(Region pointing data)
============
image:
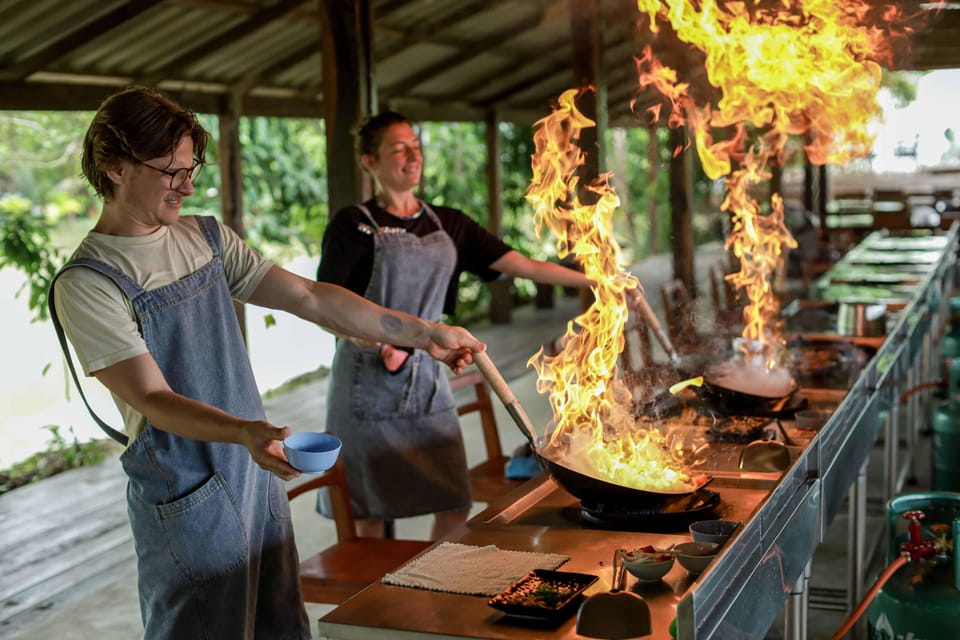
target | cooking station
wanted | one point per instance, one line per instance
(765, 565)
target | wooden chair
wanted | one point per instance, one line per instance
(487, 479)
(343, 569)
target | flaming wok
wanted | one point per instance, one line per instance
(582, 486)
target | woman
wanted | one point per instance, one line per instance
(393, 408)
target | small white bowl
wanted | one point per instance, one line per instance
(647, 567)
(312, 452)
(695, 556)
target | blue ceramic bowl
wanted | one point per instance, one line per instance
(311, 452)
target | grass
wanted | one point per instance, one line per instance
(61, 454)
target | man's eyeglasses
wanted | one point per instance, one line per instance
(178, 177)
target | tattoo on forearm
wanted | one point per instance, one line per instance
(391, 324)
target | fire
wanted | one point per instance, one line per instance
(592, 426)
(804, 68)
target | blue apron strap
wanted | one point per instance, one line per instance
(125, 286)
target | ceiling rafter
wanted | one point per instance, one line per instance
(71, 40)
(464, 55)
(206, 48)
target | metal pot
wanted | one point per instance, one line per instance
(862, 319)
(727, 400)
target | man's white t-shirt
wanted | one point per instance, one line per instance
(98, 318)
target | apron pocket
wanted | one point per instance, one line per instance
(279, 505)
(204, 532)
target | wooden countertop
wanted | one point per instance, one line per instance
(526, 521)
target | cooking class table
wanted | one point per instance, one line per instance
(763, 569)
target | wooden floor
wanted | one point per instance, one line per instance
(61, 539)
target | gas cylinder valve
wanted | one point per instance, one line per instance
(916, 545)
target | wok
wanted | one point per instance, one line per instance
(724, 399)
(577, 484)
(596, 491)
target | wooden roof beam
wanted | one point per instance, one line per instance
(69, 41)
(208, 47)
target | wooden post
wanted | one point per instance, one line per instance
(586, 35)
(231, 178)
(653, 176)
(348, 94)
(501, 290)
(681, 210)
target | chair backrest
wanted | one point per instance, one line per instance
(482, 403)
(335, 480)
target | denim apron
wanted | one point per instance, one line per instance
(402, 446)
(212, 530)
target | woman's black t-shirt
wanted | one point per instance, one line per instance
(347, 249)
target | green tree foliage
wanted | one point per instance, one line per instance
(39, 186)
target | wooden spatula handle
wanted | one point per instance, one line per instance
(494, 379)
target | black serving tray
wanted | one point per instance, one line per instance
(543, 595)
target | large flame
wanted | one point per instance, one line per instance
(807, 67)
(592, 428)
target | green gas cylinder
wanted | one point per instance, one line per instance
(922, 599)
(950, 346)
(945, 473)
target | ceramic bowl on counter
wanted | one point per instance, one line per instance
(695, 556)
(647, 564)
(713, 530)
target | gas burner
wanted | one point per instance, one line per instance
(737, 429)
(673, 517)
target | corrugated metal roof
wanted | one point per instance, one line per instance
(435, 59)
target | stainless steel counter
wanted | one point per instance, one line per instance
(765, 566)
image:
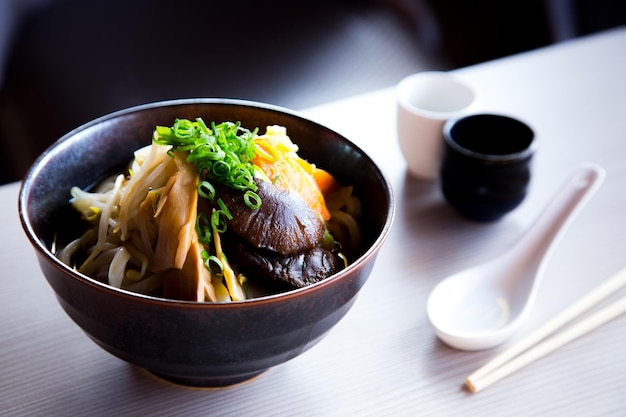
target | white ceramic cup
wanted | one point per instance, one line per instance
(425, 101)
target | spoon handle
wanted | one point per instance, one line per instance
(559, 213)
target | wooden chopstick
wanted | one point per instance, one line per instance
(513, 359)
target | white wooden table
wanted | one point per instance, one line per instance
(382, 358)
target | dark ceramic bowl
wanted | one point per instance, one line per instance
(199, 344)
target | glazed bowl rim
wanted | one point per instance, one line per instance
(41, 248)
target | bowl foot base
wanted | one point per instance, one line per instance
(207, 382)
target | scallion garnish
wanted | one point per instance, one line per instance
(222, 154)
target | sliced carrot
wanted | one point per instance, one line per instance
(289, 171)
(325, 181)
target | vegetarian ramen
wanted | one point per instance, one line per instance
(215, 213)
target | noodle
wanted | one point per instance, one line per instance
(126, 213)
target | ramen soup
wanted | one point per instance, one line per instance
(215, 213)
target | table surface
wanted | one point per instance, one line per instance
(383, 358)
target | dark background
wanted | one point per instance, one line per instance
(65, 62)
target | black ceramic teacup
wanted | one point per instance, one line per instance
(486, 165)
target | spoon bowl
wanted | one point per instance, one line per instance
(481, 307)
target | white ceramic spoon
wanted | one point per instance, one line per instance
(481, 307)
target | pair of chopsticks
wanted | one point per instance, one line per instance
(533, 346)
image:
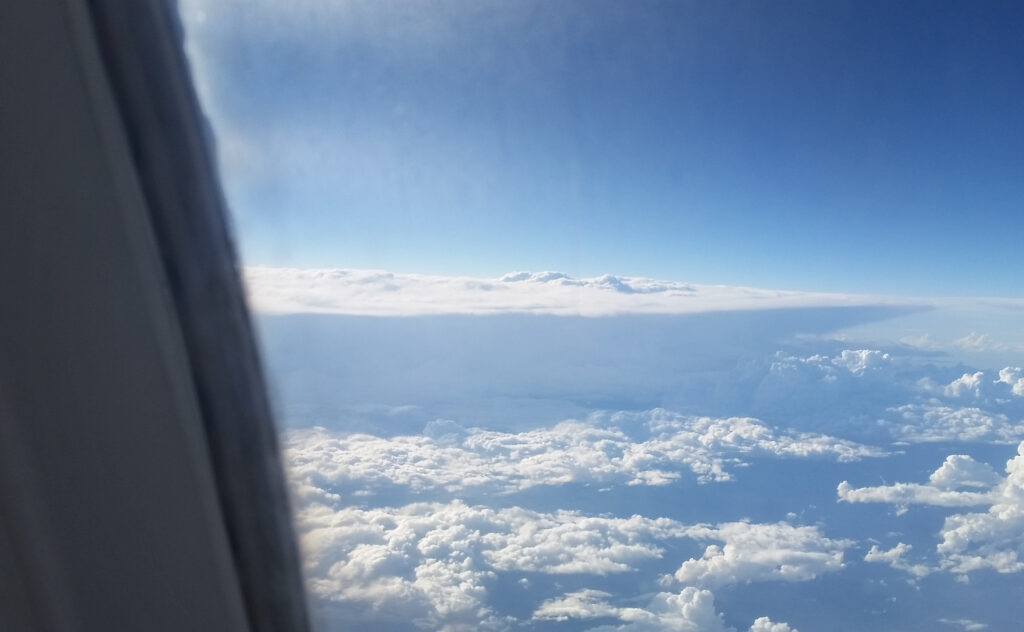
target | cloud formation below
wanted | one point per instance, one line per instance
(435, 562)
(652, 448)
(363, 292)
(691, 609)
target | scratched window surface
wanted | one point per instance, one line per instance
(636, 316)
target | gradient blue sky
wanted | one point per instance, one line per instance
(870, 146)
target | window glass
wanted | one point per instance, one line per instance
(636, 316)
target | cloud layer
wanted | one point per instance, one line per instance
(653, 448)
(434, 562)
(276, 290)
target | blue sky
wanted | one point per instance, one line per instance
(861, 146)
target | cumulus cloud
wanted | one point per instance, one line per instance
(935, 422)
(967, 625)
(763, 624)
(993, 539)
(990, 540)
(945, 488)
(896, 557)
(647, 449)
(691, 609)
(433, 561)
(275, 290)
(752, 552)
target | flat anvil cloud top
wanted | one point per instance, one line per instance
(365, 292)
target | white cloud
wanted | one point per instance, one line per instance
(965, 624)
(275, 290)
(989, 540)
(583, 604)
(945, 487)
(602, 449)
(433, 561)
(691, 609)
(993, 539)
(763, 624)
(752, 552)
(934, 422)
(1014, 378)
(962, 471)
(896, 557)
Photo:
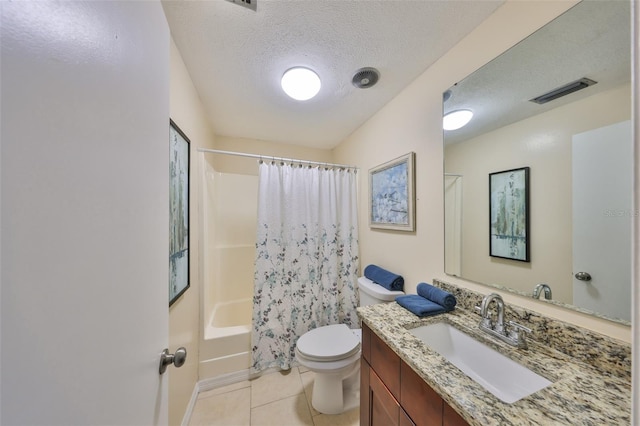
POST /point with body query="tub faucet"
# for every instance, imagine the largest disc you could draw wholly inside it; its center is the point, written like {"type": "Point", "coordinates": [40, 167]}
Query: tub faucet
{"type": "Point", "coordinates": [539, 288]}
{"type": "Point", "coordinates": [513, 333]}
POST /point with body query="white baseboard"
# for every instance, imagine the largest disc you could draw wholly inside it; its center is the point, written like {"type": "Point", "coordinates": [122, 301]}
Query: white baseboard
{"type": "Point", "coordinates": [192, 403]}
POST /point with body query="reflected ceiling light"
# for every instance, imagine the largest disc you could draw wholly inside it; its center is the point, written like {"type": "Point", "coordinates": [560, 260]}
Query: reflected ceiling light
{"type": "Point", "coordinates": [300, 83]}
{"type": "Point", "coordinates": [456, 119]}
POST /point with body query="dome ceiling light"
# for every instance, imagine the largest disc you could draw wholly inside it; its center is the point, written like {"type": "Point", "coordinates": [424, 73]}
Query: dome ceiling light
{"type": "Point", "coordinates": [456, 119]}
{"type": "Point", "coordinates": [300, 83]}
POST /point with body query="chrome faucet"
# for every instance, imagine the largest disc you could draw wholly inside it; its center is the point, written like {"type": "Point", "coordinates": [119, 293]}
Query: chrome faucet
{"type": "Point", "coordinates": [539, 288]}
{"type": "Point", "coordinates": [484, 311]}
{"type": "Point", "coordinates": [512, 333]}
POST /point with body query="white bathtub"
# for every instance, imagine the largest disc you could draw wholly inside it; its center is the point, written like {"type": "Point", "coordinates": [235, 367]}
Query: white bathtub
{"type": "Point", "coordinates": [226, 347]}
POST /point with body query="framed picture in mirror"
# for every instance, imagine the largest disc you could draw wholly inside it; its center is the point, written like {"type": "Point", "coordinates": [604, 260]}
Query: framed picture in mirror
============
ACTIVITY — If a line in the entries holds the word "table", count it. Report the total only.

SOLUTION TO THIS EXERCISE — 3